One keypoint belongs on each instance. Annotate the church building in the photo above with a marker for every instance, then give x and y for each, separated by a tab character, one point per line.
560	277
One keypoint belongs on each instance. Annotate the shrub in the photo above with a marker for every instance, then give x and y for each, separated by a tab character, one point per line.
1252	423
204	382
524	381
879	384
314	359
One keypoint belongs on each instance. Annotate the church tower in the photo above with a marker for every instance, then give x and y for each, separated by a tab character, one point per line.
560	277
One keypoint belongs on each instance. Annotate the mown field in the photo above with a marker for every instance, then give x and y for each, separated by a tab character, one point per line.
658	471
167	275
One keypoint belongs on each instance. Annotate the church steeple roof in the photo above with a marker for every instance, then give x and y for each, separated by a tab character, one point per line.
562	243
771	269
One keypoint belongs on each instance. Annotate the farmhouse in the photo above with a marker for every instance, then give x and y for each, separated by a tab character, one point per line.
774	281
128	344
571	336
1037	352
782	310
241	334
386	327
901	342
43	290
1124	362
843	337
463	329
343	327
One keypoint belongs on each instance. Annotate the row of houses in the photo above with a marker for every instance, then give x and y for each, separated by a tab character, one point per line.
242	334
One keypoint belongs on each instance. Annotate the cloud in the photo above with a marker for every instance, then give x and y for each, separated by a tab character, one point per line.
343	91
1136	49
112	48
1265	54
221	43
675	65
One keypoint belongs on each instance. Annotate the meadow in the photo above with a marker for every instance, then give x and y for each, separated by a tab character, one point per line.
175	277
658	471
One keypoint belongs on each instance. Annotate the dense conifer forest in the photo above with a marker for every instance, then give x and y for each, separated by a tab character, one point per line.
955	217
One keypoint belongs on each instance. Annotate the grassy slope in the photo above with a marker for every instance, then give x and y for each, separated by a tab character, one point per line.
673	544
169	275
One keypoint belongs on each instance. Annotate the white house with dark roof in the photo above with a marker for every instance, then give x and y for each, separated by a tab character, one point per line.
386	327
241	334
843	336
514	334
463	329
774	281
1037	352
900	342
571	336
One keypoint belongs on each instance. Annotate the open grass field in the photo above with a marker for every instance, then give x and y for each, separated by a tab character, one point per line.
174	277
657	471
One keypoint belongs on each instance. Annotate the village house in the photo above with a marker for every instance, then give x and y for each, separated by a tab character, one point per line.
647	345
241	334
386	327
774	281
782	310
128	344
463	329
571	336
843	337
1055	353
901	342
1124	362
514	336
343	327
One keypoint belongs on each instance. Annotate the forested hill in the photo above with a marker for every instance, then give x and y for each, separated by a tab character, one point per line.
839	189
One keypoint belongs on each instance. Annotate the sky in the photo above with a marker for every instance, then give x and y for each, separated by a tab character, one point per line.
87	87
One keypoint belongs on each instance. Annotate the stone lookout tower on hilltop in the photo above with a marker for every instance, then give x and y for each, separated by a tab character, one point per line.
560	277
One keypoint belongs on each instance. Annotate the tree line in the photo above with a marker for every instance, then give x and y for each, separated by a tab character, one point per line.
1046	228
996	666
★ ★ ★ ★ ★
● THE TASK: Would you transcribe the records above exactly, leaving nothing out?

● EXERCISE OUTPUT:
One keypoint belongs on each instance. Annotate the church building in the photo above with a marker for every instance, then give x and y for each, separated by a tab character, one point per line.
560	277
One keypoint belongs on each instance. Annotate the shrub in the photo above with a marker for every instance, then give x and y for each, separated by a tab character, one point per line.
1252	423
204	382
524	381
879	384
314	359
One keypoint belongs on each instance. Annotate the church tower in the photo above with a marker for every instance, then give x and y for each, separated by a tab character, one point per line.
560	277
One keypoint belongs on each instance. Annotate the mown field in the photo above with a marker for every instance, then give x and y for each, separated by a tab character, one point per line.
658	471
167	275
One keypoint belongs on each instance. Annotate the church steeple roof in the photo above with a marker for every instance, then give x and y for each, separated by a tab character, one point per line.
562	243
771	269
One keypoint belongs on each instance. Annotate the farmhouse in the photo above with a marker for every instance, then give x and y for each, separated by a tab character, one point per line.
774	281
128	344
571	336
1037	352
782	310
241	334
386	327
901	342
43	290
1124	362
843	337
463	329
343	327
One keypoint belongs on each instance. Annotate the row of houses in the photo above with a marker for every instance, then give x and y for each, separated by a tab character, one point per line.
242	334
One keypoint belongs on each instance. Annotate the cloud in the photo above with a marker for every instance, then give x and y for each, separated by a tab character, one point per line.
343	91
1136	49
112	48
1265	54
221	43
675	65
One keypoint belongs on each instance. Annotate the meadow in the photo above with a marker for every instance, then give x and y for each, separated by a tab character, one point per line.
175	277
658	471
One keypoint belongs on each instance. Annotate the dense conifer forest in the photo above with a marker for every instance, then give x and y for each, separated by a tab character, one point per line.
955	217
One keypoint belongs on each instance. Annotate the grassy slope in the photo above with a marker for every instance, then give x and y for each, separated by a tab character, one point per line.
673	544
169	275
One keypoint belongs on each instance. Annotate the white house with dark roof in the photo above with a marker for every instance, then give x and y for each, separated by a tab character, one point per line.
386	327
241	334
843	336
514	334
463	329
774	281
1037	352
900	342
571	336
One keypoint belongs on each instance. Annotate the open grass field in the photo above with a marker for every instance, then give x and y for each, separated by a tab character, one point per line.
174	277
657	471
One keypoint belongs on each instance. Annotate the village house in the photo above with a marker for every instance, then give x and y for each, separated by a tab character, one point per line.
647	345
241	334
386	327
774	281
782	310
128	344
463	329
571	336
843	337
1055	353
901	342
1124	362
514	336
343	327
One keypoint belongs on each instance. Annotate the forested hill in the photo above with a marker for every instance, then give x and y for each, separated by a tab character, one point per line.
839	189
One keypoint belongs on each instance. Annotate the sky in the photo above with a marker for every instance, then give x and y for each, separated by a tab character, one point per line.
87	87
One keypoint belongs on each instance. Annotate the stone lookout tower on hilltop in the photo above with a marker for every instance, then give x and y for each, separated by a tab character, one point per line.
560	277
One keypoint belongs on each instance. Annotate the tree line in the photo above with a marker for every instance, then give x and y for each, separated by a tab character, one point per line.
1046	228
996	666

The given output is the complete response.